-- SOURCE MATERIAL follows --

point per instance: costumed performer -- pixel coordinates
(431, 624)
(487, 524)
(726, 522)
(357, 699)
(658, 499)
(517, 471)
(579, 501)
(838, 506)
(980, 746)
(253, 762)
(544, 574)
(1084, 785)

-- SOURCE MATERIAL concluded --

The whole of the material above should be given again exactly.

## RESULT OF THE EXERCISE
point per instance: costumed performer -- pixel coordinates
(431, 624)
(487, 524)
(726, 522)
(357, 699)
(658, 499)
(517, 471)
(579, 501)
(838, 506)
(980, 746)
(253, 762)
(544, 574)
(1084, 785)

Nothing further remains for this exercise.